--- Begin Source ---

In 2003, the IRS reported Thursday, audit rates increased slightly: 1 in 154 filers got hit.

But your chances can vary greatly by region and tax bracket. For example, high-income taxpayers in the Los Angeles area were eight times more likely to be audited than those in Georgia in 2000, according to TRAC. (In 2001, the IRS stopped disclosing regional audit rates.)

What's more, you may increase your chances of being audited inadvertently by sending any number of red flags to the IRS.

The formula the IRS uses to determine who gets audited is a closely guarded secret. "It's like the chemical composition of Coca-Cola," said Fred Daily, a tax attorney and author of the book "Stand Up to the IRS."

What is known is that your tax return gets a computer-generated score. "They're grading for audit potential, and the more your return deviates from the norm, the higher your score," Daily said.

For example, if the average person in your income bracket claims $500 in charitable donations, but you claim $5,000 in donations, you're likely to score high, and that's not a good thing.

About 10 percent of the highest scoring returns are examined by IRS employees who determine whether they warrant an audit. "Your job is to stay out of that 10 percent," Daily said.

Here are five straightforward things you can do to accomplish that mission.

Step 1: Keep it neat

Appearance matters. "One of the worst things you can do is turn in a handwritten return," Daily said. "You want your return to at least look like it's been done by someone who's paying attention to detail."

Your return will have that put-together look if you hire a tax professional or if you prepare your own return using a computer and a tax software program. By using a program, you're also less likely to make a math error, which is the No. 1 problem the IRS finds when checking returns.

Step 2: Report all income and gains

One of the most important things you can do to avoid an audit is to make sure you report on your return the relevant information from every W-2 and 1099 form you receive.

"The IRS receives [copies of] those automatically [from your employer and brokerage firm], so if your return doesn't include them you could provoke an audit," said Jeffrey Kelson, a tax partner in the New York office of BDO Seidman.

Also, don't overlook other kinds of income or capital gains, like those derived from gambling winnings, jury duty, or the sale of a security or piece of property.

"I once cashed out a bunch of savings bonds in the middle of the year and forgot about them," said Jackie Perlman, a senior tax research analyst for H&R Block. "Then I got a nice little love note from the IRS saying they'd corrected my return."

--- End Source ---
--- Begin Material shown ---

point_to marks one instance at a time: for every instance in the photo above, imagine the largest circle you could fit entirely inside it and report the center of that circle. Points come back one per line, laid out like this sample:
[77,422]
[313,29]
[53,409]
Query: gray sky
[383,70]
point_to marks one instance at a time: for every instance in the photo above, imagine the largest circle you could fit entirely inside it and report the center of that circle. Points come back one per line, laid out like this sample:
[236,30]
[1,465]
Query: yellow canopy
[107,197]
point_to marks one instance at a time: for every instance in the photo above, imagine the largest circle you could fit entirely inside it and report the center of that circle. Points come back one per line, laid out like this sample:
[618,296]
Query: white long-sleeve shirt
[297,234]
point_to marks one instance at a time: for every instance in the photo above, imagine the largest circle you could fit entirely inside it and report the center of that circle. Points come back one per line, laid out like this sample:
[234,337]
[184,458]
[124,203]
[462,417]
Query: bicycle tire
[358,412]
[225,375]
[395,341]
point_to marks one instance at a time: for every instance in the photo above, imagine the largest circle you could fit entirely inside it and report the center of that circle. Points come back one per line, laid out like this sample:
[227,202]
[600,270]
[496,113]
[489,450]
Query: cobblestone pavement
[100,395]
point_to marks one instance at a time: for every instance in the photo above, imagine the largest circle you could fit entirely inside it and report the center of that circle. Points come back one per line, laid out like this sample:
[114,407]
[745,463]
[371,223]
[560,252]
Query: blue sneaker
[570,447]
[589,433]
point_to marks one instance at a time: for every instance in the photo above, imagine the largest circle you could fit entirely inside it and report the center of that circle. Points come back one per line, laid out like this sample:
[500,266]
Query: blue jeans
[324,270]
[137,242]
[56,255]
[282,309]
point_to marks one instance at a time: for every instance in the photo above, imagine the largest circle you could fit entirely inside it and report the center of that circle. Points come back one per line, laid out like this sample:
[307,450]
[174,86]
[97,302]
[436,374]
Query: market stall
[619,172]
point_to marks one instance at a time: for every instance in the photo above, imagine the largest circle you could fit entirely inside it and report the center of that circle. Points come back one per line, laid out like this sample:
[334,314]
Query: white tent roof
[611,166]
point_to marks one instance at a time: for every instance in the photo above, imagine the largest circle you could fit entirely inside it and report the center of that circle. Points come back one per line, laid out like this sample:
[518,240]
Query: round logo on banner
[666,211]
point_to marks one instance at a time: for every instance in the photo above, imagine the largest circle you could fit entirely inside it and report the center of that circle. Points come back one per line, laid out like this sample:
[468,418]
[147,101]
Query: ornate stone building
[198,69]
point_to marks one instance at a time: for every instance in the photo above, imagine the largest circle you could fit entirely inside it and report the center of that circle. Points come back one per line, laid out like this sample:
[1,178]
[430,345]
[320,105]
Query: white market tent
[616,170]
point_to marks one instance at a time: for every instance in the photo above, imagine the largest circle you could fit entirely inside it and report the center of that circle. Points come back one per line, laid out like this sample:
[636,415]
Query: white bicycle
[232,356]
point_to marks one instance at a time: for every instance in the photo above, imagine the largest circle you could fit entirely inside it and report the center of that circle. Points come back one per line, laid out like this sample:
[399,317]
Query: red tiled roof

--- End Material shown ---

Tasks to complete -
**a.** What does the IRS audit article say is the No. 1 problem the IRS finds when checking returns?
**b.** Set down everything in the IRS audit article from "In 2003, the" down to "regional audit rates.)".

Answer set -
**a.** A math error.

**b.**
In 2003, the IRS reported Thursday, audit rates increased slightly: 1 in 154 filers got hit.

But your chances can vary greatly by region and tax bracket. For example, high-income taxpayers in the Los Angeles area were eight times more likely to be audited than those in Georgia in 2000, according to TRAC. (In 2001, the IRS stopped disclosing regional audit rates.)